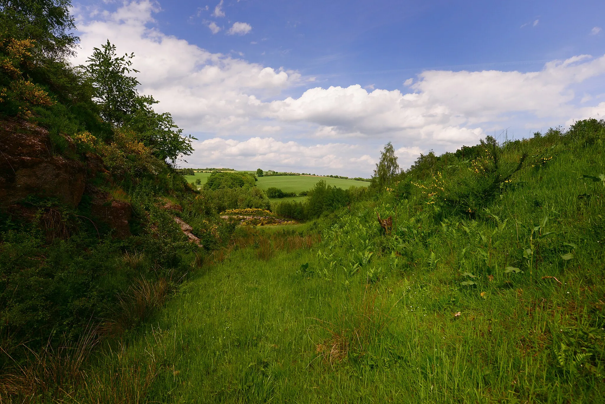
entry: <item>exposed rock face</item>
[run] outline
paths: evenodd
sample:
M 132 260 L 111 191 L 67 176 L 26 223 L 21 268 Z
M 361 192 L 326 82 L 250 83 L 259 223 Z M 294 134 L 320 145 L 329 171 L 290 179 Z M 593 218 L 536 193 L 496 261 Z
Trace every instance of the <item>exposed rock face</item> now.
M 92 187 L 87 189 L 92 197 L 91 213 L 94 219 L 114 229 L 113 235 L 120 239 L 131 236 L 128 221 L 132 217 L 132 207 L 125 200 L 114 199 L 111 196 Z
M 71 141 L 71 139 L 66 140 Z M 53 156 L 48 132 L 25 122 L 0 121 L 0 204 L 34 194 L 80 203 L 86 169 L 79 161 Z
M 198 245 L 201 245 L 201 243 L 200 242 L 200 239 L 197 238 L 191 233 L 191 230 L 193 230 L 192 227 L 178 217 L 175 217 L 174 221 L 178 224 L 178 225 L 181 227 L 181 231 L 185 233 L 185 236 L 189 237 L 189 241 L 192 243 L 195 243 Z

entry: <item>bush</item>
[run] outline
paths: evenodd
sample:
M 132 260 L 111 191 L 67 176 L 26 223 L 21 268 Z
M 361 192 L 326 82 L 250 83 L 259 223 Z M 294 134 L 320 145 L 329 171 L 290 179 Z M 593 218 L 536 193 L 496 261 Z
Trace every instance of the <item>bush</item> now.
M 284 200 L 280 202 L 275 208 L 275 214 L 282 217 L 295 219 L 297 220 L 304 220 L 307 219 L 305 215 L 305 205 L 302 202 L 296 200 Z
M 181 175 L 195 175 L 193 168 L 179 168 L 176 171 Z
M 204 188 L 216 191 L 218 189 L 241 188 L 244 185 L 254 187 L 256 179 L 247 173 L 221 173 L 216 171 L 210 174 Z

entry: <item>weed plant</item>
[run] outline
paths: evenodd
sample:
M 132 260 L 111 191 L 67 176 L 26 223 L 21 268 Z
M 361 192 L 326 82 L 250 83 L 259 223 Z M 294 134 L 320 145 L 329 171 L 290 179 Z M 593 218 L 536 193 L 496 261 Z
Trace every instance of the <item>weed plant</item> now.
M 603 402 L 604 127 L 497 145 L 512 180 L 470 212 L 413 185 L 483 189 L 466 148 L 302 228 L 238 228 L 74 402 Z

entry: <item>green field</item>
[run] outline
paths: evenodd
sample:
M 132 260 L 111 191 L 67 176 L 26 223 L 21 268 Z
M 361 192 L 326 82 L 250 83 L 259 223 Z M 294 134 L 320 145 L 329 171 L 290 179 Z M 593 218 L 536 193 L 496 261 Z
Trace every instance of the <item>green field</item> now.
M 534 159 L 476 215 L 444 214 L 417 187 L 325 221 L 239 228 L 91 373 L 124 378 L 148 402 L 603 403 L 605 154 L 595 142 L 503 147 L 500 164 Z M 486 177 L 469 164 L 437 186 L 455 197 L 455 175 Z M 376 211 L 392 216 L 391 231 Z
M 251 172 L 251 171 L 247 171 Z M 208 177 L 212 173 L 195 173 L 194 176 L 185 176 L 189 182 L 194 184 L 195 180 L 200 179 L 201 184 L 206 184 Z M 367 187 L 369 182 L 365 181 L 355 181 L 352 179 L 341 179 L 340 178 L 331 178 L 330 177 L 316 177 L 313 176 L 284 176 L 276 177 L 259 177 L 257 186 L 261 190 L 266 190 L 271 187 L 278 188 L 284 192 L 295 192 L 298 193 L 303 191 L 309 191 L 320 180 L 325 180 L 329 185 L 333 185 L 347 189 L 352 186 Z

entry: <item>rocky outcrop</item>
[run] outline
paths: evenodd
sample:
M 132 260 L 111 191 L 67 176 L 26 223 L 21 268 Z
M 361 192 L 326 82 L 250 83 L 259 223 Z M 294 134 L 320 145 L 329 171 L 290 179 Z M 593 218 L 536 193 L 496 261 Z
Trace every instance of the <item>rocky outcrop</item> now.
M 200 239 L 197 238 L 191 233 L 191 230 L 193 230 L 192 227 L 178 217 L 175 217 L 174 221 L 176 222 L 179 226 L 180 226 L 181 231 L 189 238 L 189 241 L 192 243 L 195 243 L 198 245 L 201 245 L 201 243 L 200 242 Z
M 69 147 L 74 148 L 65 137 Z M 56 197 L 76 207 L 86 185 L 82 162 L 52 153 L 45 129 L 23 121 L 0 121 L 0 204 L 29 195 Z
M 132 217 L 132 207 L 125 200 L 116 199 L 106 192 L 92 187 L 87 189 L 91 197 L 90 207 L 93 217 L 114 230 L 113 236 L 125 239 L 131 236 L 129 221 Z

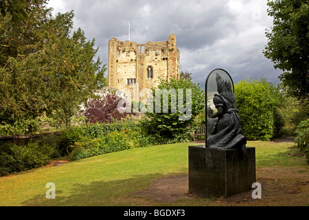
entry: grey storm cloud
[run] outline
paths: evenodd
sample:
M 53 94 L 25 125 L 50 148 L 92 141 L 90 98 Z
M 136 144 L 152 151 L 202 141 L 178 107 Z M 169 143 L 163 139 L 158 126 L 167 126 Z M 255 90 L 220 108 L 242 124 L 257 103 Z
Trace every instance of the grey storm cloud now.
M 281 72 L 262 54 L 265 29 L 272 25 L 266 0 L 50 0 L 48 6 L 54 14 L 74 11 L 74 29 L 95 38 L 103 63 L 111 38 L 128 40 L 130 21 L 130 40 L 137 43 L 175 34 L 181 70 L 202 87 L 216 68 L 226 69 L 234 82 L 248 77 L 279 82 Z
--*--
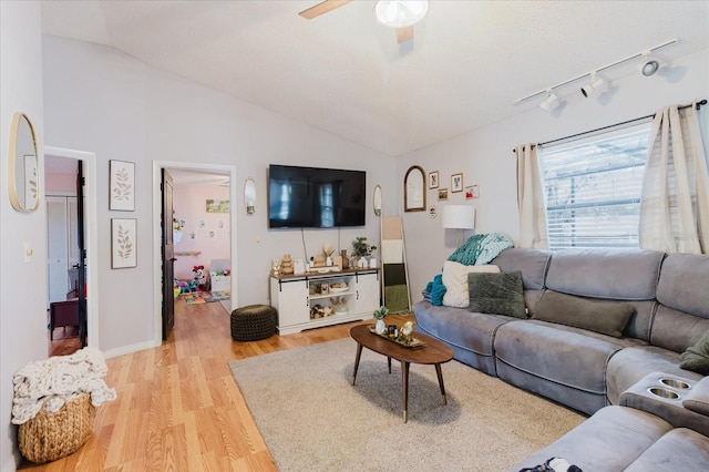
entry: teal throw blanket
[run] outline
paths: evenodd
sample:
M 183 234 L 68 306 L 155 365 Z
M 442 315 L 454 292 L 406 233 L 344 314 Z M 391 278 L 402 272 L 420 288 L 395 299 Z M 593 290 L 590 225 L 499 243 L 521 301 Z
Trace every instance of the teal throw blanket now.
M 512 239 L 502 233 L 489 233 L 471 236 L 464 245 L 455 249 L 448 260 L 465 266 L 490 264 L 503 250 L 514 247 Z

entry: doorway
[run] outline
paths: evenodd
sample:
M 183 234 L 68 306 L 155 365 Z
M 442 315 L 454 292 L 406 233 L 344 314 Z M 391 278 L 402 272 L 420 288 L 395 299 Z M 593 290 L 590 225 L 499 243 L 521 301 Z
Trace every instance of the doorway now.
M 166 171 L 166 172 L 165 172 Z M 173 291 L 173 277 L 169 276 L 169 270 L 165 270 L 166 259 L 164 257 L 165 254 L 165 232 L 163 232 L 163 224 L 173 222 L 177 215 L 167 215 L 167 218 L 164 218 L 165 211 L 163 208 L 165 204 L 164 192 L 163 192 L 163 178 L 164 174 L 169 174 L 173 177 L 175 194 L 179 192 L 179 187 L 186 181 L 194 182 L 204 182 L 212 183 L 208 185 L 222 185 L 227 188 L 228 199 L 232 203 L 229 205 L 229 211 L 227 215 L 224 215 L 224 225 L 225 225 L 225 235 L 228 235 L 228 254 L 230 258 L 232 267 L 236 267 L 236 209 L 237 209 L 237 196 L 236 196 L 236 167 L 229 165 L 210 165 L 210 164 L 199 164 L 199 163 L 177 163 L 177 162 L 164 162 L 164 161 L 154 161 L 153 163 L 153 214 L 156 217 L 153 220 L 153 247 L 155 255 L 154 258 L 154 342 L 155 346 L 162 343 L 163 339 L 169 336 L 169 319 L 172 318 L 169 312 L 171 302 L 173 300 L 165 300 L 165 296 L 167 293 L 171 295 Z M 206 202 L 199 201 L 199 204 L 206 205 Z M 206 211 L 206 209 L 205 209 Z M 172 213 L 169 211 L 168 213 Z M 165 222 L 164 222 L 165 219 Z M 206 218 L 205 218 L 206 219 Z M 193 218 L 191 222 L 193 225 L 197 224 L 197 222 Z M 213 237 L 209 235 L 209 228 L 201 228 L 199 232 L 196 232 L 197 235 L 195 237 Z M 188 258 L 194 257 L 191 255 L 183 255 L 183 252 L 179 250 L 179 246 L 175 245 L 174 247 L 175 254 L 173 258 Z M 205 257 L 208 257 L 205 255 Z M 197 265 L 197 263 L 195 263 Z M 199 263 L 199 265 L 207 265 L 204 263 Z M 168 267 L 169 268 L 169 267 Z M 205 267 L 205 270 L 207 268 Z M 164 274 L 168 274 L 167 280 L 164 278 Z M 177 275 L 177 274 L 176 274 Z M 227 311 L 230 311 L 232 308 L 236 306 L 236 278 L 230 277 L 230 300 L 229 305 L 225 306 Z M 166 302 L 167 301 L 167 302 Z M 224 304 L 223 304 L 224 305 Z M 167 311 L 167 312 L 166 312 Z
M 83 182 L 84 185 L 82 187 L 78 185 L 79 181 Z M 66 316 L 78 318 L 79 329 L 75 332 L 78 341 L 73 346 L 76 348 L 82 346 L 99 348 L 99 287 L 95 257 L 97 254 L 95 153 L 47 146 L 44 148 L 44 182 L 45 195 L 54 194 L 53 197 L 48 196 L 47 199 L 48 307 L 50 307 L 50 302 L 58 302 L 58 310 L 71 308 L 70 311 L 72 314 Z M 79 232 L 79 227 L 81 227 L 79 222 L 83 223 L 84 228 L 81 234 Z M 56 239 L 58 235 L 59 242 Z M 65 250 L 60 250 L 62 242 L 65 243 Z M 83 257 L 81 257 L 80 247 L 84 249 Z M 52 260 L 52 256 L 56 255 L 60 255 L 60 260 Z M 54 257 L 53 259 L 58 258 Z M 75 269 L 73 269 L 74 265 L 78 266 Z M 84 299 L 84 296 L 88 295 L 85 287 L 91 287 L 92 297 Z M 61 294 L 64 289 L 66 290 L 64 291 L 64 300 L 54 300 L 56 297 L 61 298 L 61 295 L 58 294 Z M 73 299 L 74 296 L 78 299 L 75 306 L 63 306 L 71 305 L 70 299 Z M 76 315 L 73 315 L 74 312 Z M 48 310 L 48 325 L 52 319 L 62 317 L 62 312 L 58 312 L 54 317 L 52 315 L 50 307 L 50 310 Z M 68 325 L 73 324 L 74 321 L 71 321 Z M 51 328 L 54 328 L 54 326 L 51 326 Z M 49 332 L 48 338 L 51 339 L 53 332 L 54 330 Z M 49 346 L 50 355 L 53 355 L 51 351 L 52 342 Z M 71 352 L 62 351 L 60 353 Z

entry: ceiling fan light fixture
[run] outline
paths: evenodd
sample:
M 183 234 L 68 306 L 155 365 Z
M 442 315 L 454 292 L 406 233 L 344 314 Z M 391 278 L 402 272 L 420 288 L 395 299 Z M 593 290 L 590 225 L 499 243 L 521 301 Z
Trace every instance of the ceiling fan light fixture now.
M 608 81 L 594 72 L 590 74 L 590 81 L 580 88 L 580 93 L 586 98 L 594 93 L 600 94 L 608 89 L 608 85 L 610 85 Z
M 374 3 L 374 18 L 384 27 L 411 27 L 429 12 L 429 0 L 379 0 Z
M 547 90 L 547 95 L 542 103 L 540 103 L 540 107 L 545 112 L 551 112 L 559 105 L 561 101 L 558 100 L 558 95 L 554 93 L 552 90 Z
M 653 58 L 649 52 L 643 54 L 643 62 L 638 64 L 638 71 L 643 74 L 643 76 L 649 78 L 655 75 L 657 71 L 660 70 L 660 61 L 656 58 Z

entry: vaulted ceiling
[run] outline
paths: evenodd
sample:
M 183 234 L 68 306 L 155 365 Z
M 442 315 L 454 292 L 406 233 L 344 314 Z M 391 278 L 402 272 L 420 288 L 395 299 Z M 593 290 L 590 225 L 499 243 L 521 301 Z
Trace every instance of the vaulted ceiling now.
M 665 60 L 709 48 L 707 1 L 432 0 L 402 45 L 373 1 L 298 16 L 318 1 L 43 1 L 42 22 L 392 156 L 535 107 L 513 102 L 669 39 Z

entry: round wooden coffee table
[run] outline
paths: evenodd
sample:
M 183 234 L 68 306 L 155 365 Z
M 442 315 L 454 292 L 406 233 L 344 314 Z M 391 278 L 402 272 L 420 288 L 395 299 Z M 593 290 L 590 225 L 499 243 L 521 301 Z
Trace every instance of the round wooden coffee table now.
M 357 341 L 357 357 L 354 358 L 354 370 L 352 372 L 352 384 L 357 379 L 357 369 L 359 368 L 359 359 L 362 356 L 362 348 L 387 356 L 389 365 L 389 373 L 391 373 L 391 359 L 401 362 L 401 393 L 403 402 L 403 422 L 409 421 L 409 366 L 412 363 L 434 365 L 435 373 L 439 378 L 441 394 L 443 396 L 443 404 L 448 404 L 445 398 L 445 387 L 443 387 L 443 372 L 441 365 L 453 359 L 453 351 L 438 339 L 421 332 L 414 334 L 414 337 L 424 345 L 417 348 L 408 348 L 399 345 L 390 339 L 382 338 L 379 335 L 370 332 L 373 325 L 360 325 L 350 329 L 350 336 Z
--*--
Aim of the task:
Can you copy out, unchanged, the material from the line containing "entry: <item>exposed rock face</item>" through the line containing "M 204 188 L", including both of those lines?

Solution for this task:
entry: <item>exposed rock face</item>
[run] outline
paths: evenodd
sample:
M 132 260 L 111 191 L 67 176 L 26 223 L 21 268 Z
M 361 192 L 326 82 L 250 83 L 259 223 Z M 294 134 L 320 145 L 329 171 L 290 179 Z M 593 218 L 536 193 L 496 261 Z
Trace every instance of the <item>exposed rock face</item> now.
M 92 187 L 87 189 L 92 197 L 91 213 L 94 219 L 114 229 L 113 235 L 120 239 L 131 236 L 128 221 L 132 217 L 132 207 L 125 200 L 114 199 L 111 196 Z
M 71 141 L 71 139 L 66 140 Z M 53 156 L 48 132 L 25 122 L 0 121 L 0 204 L 34 194 L 80 203 L 86 169 L 79 161 Z
M 198 245 L 201 245 L 201 243 L 200 242 L 200 239 L 197 238 L 191 233 L 191 230 L 193 230 L 192 227 L 178 217 L 175 217 L 174 221 L 178 224 L 178 225 L 181 227 L 181 231 L 185 233 L 185 236 L 189 237 L 189 241 L 192 243 L 195 243 Z

entry: <item>bush</item>
[run] outline
paths: evenodd
sample:
M 132 260 L 111 191 L 67 176 L 26 223 L 21 268 Z
M 361 192 L 326 82 L 250 83 L 259 223 Z M 294 134 L 320 145 L 329 171 L 290 179 Z M 593 218 L 536 193 L 496 261 Z
Trace every instance of the <item>bush</item> now.
M 284 200 L 280 202 L 275 208 L 275 214 L 282 217 L 295 219 L 297 220 L 304 220 L 307 219 L 305 215 L 305 205 L 302 202 L 296 200 Z
M 181 175 L 195 175 L 193 168 L 179 168 L 176 171 Z
M 204 188 L 216 191 L 218 189 L 241 188 L 244 185 L 254 187 L 256 179 L 247 173 L 221 173 L 216 171 L 210 174 Z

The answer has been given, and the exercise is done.